**SOURCE DATA:**
^^^^^^^^^^^^^^^^

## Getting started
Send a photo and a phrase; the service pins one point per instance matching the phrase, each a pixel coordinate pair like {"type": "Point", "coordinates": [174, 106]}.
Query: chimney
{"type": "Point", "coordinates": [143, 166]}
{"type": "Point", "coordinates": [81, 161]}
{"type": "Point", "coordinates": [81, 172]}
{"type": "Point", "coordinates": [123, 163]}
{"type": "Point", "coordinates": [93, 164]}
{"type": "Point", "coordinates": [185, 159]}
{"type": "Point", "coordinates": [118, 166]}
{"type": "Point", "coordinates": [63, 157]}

^^^^^^^^^^^^^^^^

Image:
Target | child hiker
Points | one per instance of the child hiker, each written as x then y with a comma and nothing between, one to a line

^^^^^^^^^^^^^^^^

**SET PROBLEM:**
Pick out every line in the data that contains the string "child" and copy each one.

**THE RESPONSE:**
Target | child hiker
Points | one per instance of the child hiker, each written as x then y with a comma and nothing between, one to a line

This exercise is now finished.